TEXT:
....

1-year since Roe v. Wade overturned, Florida feels the impact
It’s been one year since Roe v. Wade was overturned as a result of the U.S. Supreme Court decision in the Dobbs v. Jackson Women’s Health Organization case, returning the decision-making power over abortion laws to state legislatures.
Since the Dobbs decision, Florida’s abortion advocates and opponents have seen more interest in their causes, and also more abortions.
One year ago Michele Herzog, the director of the Pro-Life Action Ministry of Central Florida, was delivering a pro-life sermon in front of the All Womens Health Center in Altamonte Springs when she heard the court’s decision.
“We were elated because we felt validation that it was unconstitutional," she said. "But going forward what we have seen since Roe v. Wade being overturned, of course, went to the States, but here primarily in Florida, it has been devastating for the unborn.”
While the decision motivated pro-life activists and encouraged more people to join Herzog in demonstrating in front of clinics, the decision meant more people were traveling to Florida to receive an abortion after their home state banned the procedure, Herzog said.
"We have become what's called a 'Haven State' for women to come to, a Haven State for an abortion," she said. "We should be known for tourism, not for abortion, and that is what we have become."

....

RECORDED INFORMATION:
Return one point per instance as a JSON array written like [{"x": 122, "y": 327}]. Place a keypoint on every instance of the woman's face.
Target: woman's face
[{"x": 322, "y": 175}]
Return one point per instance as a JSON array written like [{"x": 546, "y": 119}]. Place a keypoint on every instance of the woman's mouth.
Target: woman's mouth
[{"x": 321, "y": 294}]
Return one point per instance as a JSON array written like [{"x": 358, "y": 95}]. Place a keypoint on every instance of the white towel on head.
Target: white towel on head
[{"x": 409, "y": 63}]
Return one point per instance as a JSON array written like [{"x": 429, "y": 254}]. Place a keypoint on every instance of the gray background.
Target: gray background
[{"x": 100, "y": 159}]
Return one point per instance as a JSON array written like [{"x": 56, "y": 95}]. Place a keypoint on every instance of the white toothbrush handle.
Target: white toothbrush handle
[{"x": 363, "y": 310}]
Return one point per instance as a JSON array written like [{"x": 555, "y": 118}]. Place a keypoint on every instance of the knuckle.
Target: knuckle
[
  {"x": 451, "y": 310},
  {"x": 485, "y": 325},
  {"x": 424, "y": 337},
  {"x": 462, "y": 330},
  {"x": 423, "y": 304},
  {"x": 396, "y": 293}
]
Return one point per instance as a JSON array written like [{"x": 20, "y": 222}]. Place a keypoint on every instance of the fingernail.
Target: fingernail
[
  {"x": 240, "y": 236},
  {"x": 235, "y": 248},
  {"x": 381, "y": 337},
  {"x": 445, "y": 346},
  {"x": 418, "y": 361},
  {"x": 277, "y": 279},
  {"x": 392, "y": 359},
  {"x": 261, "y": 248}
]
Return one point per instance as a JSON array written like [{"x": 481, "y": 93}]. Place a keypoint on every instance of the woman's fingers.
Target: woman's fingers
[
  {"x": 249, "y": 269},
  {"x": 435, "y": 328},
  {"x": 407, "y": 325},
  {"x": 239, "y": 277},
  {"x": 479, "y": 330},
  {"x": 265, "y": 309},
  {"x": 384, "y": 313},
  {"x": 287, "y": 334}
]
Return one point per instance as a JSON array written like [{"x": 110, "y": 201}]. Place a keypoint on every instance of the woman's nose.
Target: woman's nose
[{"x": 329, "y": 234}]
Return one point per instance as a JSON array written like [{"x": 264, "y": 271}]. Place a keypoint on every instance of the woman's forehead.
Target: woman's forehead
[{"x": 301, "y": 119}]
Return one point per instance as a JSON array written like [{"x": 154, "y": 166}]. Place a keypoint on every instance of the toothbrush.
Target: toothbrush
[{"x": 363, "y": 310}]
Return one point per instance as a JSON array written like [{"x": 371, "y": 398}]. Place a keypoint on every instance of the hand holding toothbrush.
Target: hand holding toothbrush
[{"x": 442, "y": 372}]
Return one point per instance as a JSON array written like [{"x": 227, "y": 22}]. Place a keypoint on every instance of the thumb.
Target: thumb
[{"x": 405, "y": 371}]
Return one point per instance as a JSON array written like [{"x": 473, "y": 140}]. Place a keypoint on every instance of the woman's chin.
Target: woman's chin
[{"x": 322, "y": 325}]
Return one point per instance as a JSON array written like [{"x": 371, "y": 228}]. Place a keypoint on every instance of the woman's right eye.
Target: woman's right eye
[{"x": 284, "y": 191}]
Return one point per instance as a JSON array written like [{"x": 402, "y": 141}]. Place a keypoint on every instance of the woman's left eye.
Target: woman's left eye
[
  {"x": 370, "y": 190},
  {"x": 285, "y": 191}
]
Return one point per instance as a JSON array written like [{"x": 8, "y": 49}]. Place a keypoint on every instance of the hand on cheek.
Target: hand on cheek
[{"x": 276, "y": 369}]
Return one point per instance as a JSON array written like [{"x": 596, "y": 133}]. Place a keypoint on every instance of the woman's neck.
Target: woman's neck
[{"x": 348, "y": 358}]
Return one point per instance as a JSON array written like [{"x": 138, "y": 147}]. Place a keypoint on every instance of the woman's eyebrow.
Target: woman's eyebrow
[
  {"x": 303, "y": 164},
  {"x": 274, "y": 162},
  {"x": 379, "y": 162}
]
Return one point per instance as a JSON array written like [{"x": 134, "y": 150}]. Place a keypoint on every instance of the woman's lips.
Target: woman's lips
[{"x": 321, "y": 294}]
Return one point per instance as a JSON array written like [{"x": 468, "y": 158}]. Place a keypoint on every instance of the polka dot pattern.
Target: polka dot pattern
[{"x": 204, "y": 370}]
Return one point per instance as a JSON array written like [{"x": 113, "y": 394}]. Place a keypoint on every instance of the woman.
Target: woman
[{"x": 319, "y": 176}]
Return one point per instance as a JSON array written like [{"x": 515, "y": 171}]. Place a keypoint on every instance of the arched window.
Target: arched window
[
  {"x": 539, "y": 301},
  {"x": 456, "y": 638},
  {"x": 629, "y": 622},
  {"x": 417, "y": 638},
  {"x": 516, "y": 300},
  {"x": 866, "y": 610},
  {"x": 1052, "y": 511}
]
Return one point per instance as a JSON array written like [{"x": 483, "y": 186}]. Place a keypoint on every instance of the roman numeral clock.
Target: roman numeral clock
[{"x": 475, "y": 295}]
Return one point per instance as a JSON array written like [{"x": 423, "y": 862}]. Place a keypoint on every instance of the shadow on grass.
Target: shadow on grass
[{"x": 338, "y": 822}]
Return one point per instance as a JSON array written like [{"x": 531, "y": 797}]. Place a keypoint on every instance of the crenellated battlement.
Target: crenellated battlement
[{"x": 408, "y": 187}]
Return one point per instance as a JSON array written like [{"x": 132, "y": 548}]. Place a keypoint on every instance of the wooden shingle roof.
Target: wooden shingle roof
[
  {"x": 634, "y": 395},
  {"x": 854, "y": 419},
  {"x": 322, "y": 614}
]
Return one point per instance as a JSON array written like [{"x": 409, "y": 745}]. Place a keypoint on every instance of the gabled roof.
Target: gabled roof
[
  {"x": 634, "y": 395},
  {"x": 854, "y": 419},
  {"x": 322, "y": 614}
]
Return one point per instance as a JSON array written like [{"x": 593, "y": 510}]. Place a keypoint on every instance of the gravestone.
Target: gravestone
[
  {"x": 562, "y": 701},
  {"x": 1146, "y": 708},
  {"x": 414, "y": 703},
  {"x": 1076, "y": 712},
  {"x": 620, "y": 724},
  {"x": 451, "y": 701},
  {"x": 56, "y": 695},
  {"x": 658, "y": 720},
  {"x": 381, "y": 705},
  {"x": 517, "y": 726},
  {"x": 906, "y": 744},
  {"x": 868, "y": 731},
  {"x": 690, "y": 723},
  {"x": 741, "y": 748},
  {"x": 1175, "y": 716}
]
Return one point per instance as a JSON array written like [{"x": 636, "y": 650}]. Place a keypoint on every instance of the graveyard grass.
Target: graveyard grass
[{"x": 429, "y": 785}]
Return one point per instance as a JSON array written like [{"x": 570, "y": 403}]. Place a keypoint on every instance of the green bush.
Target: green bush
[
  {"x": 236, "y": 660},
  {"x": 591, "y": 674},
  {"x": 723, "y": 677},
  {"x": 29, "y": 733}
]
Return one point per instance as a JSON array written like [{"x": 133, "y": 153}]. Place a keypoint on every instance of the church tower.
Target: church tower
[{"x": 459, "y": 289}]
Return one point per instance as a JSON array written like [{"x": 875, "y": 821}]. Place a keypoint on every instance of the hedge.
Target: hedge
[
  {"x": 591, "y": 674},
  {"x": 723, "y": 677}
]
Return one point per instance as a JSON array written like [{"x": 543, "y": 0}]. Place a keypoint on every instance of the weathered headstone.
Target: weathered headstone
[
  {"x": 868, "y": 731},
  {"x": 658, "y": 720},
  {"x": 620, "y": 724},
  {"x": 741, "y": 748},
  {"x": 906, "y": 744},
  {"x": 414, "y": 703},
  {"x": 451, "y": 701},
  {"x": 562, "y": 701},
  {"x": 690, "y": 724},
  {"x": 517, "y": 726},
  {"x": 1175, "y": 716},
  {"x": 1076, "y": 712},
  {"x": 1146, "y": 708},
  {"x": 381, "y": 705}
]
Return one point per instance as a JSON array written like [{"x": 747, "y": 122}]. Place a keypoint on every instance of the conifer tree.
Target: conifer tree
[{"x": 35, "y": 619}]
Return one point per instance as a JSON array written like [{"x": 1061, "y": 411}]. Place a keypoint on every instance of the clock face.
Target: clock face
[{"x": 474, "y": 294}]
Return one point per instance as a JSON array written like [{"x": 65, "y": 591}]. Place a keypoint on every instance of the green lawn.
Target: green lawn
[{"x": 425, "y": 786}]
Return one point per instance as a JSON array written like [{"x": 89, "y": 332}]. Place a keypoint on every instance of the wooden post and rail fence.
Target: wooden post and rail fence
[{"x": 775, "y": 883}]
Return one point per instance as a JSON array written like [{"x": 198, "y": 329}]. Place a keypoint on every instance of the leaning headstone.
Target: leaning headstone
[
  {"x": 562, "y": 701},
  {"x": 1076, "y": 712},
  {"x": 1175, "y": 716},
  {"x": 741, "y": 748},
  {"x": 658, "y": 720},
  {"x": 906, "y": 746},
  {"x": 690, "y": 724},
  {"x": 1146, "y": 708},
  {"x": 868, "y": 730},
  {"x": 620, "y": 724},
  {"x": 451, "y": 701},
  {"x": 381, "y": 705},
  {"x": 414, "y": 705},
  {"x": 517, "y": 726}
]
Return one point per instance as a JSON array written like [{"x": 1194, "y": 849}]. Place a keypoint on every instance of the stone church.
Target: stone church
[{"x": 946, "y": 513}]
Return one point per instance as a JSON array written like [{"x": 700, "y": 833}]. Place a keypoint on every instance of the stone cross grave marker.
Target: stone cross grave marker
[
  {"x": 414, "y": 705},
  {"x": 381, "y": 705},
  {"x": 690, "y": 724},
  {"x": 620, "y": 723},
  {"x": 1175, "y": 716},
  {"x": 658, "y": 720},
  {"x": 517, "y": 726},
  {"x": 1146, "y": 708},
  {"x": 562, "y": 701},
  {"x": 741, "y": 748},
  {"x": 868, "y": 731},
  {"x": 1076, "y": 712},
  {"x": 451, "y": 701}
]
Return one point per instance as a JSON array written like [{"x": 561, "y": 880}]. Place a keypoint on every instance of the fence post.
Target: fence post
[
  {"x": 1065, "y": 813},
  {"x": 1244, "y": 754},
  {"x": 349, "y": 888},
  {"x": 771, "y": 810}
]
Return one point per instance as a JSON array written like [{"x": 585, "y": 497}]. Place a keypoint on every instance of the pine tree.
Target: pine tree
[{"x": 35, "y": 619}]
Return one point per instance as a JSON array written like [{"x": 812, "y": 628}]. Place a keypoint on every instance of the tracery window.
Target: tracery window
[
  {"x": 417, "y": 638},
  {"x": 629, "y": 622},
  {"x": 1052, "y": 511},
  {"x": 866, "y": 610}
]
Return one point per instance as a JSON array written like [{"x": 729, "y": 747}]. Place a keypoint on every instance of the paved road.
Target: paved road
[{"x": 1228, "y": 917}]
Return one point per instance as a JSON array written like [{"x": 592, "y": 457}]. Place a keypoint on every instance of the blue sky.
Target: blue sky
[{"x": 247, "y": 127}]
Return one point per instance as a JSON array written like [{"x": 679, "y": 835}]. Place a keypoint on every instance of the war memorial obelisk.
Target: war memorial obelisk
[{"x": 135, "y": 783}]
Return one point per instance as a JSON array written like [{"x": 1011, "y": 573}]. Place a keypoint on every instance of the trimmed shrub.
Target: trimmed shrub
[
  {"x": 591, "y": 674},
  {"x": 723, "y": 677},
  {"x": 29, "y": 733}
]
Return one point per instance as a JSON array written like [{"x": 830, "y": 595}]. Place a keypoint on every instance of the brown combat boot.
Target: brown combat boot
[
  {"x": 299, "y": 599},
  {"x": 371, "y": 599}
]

....

Answer from the Roe v. Wade article:
1. In which Supreme Court case was Roe v. Wade overturned?
2. Where was Michele Herzog when she heard the court's decision?
3. What does Herzog say Florida has become for women seeking an abortion?
The records are separate material and have nothing to do with the text.

WRITTEN SOLUTION:
1. Dobbs v. Jackson Women's Health Organization.
2. In front of the All Womens Health Center in Altamonte Springs, delivering a pro-life sermon.
3. A "Haven State."